## EXERCISE DETAILS
Turn all of the rows below into a two-column Markdown table, with Number holding each line's position and Line holding its text. Leave out any blank lines.

## SUPPLIED DATA
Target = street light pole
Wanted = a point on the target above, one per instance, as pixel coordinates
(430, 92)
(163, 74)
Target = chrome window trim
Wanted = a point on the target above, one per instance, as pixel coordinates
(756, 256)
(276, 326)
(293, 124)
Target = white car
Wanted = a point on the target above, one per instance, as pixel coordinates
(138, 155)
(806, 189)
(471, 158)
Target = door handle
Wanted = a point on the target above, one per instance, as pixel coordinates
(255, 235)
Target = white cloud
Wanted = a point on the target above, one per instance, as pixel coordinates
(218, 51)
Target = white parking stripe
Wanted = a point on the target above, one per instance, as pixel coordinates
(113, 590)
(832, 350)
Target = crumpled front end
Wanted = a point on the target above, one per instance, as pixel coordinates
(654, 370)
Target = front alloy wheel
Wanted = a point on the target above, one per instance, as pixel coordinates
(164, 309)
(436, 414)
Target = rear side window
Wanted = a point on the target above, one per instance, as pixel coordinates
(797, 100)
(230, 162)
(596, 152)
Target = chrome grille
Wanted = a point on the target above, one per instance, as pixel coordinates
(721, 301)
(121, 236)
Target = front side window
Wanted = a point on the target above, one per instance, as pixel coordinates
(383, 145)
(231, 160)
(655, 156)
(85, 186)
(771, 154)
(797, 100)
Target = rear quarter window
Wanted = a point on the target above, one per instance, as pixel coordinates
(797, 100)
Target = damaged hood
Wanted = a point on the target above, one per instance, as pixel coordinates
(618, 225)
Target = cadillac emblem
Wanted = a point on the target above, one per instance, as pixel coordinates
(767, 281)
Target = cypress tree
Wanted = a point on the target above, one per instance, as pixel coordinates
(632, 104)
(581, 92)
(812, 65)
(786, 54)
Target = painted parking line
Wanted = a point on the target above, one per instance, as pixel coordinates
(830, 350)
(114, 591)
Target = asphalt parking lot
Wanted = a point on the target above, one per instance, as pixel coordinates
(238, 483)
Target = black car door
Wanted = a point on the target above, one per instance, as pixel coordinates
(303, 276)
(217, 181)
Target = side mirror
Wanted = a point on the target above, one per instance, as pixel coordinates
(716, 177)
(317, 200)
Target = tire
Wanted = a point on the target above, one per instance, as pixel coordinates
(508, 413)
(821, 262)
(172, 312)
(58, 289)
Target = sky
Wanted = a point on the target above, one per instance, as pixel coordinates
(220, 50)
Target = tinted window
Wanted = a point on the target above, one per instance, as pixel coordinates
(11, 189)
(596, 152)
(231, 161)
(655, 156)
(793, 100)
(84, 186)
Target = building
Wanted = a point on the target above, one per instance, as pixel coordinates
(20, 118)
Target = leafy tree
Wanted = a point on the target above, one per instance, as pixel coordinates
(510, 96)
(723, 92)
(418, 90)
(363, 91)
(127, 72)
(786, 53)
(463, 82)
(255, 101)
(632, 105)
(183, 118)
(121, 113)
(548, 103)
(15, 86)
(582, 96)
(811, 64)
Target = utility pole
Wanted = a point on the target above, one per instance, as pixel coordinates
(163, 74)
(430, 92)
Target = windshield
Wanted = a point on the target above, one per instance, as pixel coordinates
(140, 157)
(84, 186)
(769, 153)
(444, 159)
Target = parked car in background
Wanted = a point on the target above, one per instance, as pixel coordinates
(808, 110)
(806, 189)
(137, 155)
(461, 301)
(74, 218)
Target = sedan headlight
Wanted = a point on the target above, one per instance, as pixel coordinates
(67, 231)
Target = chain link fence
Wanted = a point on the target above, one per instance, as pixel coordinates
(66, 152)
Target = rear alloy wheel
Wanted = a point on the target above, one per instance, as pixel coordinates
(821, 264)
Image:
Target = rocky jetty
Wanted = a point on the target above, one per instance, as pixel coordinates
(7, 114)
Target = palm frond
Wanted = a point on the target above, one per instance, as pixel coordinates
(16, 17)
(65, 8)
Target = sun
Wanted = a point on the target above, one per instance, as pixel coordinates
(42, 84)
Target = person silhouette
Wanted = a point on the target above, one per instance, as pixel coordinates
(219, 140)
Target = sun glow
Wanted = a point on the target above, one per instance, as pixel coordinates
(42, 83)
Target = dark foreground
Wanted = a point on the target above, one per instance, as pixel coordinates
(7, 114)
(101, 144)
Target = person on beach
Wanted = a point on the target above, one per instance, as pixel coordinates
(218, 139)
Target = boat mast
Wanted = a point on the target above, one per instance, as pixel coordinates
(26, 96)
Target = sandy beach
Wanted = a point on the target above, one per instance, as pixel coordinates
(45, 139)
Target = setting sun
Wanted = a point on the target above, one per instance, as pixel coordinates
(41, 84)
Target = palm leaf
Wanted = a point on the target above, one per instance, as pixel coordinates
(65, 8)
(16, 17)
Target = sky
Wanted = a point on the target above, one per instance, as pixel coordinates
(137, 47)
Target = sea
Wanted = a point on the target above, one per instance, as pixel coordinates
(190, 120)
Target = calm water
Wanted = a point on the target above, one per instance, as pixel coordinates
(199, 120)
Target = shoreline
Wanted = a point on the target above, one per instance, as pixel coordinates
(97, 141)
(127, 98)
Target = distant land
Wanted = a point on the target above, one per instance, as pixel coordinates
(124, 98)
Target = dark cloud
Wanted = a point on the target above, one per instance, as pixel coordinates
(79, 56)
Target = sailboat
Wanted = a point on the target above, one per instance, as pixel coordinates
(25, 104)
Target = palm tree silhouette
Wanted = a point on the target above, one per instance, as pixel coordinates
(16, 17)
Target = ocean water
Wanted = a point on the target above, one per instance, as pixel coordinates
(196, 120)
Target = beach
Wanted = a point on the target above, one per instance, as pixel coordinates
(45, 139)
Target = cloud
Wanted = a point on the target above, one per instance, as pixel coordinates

## TASK SOLUTION
| Number | Line |
|---|---|
| 1 | Target = street light pole |
| 2 | Wanted = a point on the target above, one per instance, as pixel coordinates |
| 3 | (430, 92) |
| 4 | (163, 74) |
| 5 | Target = chrome window trim |
| 6 | Wanted = a point on the target above, one per instance, as pixel coordinates |
| 7 | (756, 256) |
| 8 | (276, 326) |
| 9 | (293, 124) |
| 10 | Target = white car |
| 11 | Wanted = a point on the target above, one per instance, as pixel coordinates |
| 12 | (138, 155) |
| 13 | (806, 189) |
| 14 | (471, 158) |
| 15 | Target = door handle |
| 16 | Wanted = a point on the target above, one per instance, as pixel coordinates |
| 17 | (255, 235) |
| 18 | Target = white cloud |
| 19 | Wanted = a point on the target above, one per instance, as pixel coordinates |
| 20 | (218, 51) |
| 21 | Target = white parking stripe |
| 22 | Wanted = a point on the target above, one per instance, as pixel coordinates |
| 23 | (113, 590) |
| 24 | (832, 350) |
| 25 | Target = crumpled front end |
| 26 | Wanted = a point on the target above, one per instance, as pixel coordinates |
| 27 | (654, 370) |
| 28 | Target = front alloy wheel |
| 29 | Wanted = a point on the target above, one per instance, as pixel coordinates |
| 30 | (164, 309) |
| 31 | (436, 414) |
| 32 | Target = rear side window |
| 33 | Wanted = a point on the target above, one per instance, as pixel coordinates |
| 34 | (797, 100) |
| 35 | (230, 162) |
| 36 | (596, 152) |
| 37 | Target = chrome grille |
| 38 | Wanted = a point on the target above, one per instance, as pixel coordinates |
| 39 | (721, 301) |
| 40 | (121, 236) |
| 41 | Target = front side window |
| 42 | Wanted = a point on the target above, one per instance, as pixel coordinates |
| 43 | (383, 145) |
| 44 | (231, 160) |
| 45 | (655, 156) |
| 46 | (85, 186) |
| 47 | (771, 154) |
| 48 | (797, 100) |
| 49 | Target = rear quarter window |
| 50 | Wanted = a point on the target above, one per instance, as pixel coordinates |
| 51 | (797, 100) |
| 52 | Target = damaged hood |
| 53 | Wanted = a point on the target above, one per instance, as pixel coordinates |
| 54 | (618, 225) |
| 55 | Target = cadillac emblem |
| 56 | Wanted = a point on the target above, one per instance, as pixel coordinates |
| 57 | (767, 281) |
| 58 | Target = cypress tree |
| 59 | Wanted = a point on the target above, one per instance, as pixel coordinates |
| 60 | (632, 104) |
| 61 | (581, 92) |
| 62 | (812, 65) |
| 63 | (786, 54) |
| 64 | Target = painted parking line |
| 65 | Wanted = a point on the target above, one per instance, as pixel coordinates |
| 66 | (830, 350) |
| 67 | (114, 591) |
| 68 | Target = asphalt parking lot |
| 69 | Wanted = a point on the target above, one per instance, as pixel coordinates |
| 70 | (238, 483) |
| 71 | Target = black car door |
| 72 | Wanted = a point on the target above, one per instance, as pixel coordinates |
| 73 | (303, 276) |
| 74 | (217, 181) |
| 75 | Target = side mirror |
| 76 | Wanted = a point on the target above, one per instance, as pixel coordinates |
| 77 | (716, 177) |
| 78 | (317, 200) |
| 79 | Target = tire |
| 80 | Wanted = a point on the target above, one per instance, as pixel coordinates |
| 81 | (508, 413) |
| 82 | (821, 262) |
| 83 | (172, 312) |
| 84 | (58, 289) |
| 85 | Target = sky |
| 86 | Wanted = a point on the target above, one per instance, as pixel coordinates |
| 87 | (220, 50) |
| 88 | Target = tinted window |
| 89 | Wanted = a point on the target above, one per instance, as pixel coordinates |
| 90 | (11, 189) |
| 91 | (596, 152) |
| 92 | (231, 161) |
| 93 | (655, 156) |
| 94 | (793, 100) |
| 95 | (84, 186) |
| 96 | Target = building |
| 97 | Wanted = a point on the target above, one per instance, as pixel coordinates |
| 98 | (20, 118) |
| 99 | Target = leafy tree |
| 100 | Wanted = a point on the target above, one per instance, as pixel coordinates |
| 101 | (510, 96) |
| 102 | (723, 92) |
| 103 | (418, 90) |
| 104 | (363, 91) |
| 105 | (127, 72) |
| 106 | (786, 53) |
| 107 | (463, 82) |
| 108 | (255, 101) |
| 109 | (632, 105) |
| 110 | (183, 118) |
| 111 | (121, 113) |
| 112 | (548, 103) |
| 113 | (15, 86) |
| 114 | (582, 96) |
| 115 | (811, 64) |
| 116 | Target = utility pole |
| 117 | Wanted = a point on the target above, one per instance, as pixel coordinates |
| 118 | (163, 74) |
| 119 | (430, 92) |
| 120 | Target = windshield |
| 121 | Wanted = a point on the target above, one per instance, as pixel coordinates |
| 122 | (140, 157) |
| 123 | (84, 186) |
| 124 | (769, 153) |
| 125 | (444, 159) |
| 126 | Target = parked car in background |
| 127 | Wanted = a point on the target above, one per instance, as pixel coordinates |
| 128 | (808, 110) |
| 129 | (806, 189) |
| 130 | (137, 155) |
| 131 | (461, 301) |
| 132 | (74, 218) |
| 133 | Target = sedan headlight |
| 134 | Wanted = a point on the target above, one per instance, as pixel coordinates |
| 135 | (67, 231) |
| 136 | Target = chain link fence |
| 137 | Wanted = a point on the target above, one per instance, as pixel coordinates |
| 138 | (66, 152) |
| 139 | Target = rear alloy wheel |
| 140 | Wanted = a point on the target above, one per instance, as pixel coordinates |
| 141 | (821, 264) |
| 142 | Image: |
| 143 | Target = rocky jetty |
| 144 | Wanted = a point on the target above, one per instance, as pixel coordinates |
| 145 | (7, 114) |
| 146 | Target = palm frond |
| 147 | Wanted = a point on the target above, one per instance, as pixel coordinates |
| 148 | (16, 17) |
| 149 | (65, 8) |
| 150 | Target = sun |
| 151 | Wanted = a point on the target above, one per instance, as pixel coordinates |
| 152 | (42, 84) |
| 153 | Target = person silhouette |
| 154 | Wanted = a point on the target above, one per instance, as pixel coordinates |
| 155 | (219, 140) |
| 156 | Target = sun glow |
| 157 | Wanted = a point on the target above, one per instance, as pixel coordinates |
| 158 | (42, 83) |
| 159 | Target = dark foreground |
| 160 | Wanted = a point on the target above, one per instance, as pixel coordinates |
| 161 | (7, 114) |
| 162 | (101, 144) |
| 163 | Target = person on beach |
| 164 | Wanted = a point on the target above, one per instance, as pixel coordinates |
| 165 | (218, 139) |
| 166 | Target = boat mast |
| 167 | Wanted = a point on the target above, one per instance, as pixel coordinates |
| 168 | (26, 96) |
| 169 | Target = sandy beach |
| 170 | Wanted = a point on the target above, one per instance, as pixel coordinates |
| 171 | (45, 139) |
| 172 | Target = setting sun |
| 173 | Wanted = a point on the target above, one per instance, as pixel coordinates |
| 174 | (41, 84) |
| 175 | Target = palm leaf |
| 176 | Wanted = a point on the target above, one per instance, as pixel coordinates |
| 177 | (65, 8) |
| 178 | (16, 17) |
| 179 | Target = sky |
| 180 | Wanted = a point on the target above, one per instance, as pixel coordinates |
| 181 | (137, 47) |
| 182 | Target = sea |
| 183 | Wanted = a point on the target above, one per instance, as pixel coordinates |
| 184 | (190, 120) |
| 185 | Target = calm water |
| 186 | Wanted = a point on the target above, one per instance, as pixel coordinates |
| 187 | (199, 120) |
| 188 | Target = shoreline |
| 189 | Wanted = a point on the target above, one per instance, as pixel coordinates |
| 190 | (97, 141) |
| 191 | (127, 98) |
| 192 | Target = distant land |
| 193 | Wanted = a point on the target above, one per instance, as pixel coordinates |
| 194 | (124, 98) |
| 195 | Target = dark cloud |
| 196 | Wanted = a point on the target above, one per instance, as pixel coordinates |
| 197 | (79, 56) |
| 198 | Target = sailboat |
| 199 | Wanted = a point on the target above, one per instance, as pixel coordinates |
| 200 | (25, 104) |
| 201 | Target = palm tree silhouette |
| 202 | Wanted = a point on the target above, one per instance, as pixel coordinates |
| 203 | (16, 17) |
| 204 | Target = ocean water |
| 205 | Wanted = a point on the target above, one per instance, as pixel coordinates |
| 206 | (196, 120) |
| 207 | Target = beach |
| 208 | Wanted = a point on the target above, one per instance, as pixel coordinates |
| 209 | (45, 139) |
| 210 | Target = cloud |
| 211 | Wanted = a point on the target above, one per instance, as pixel coordinates |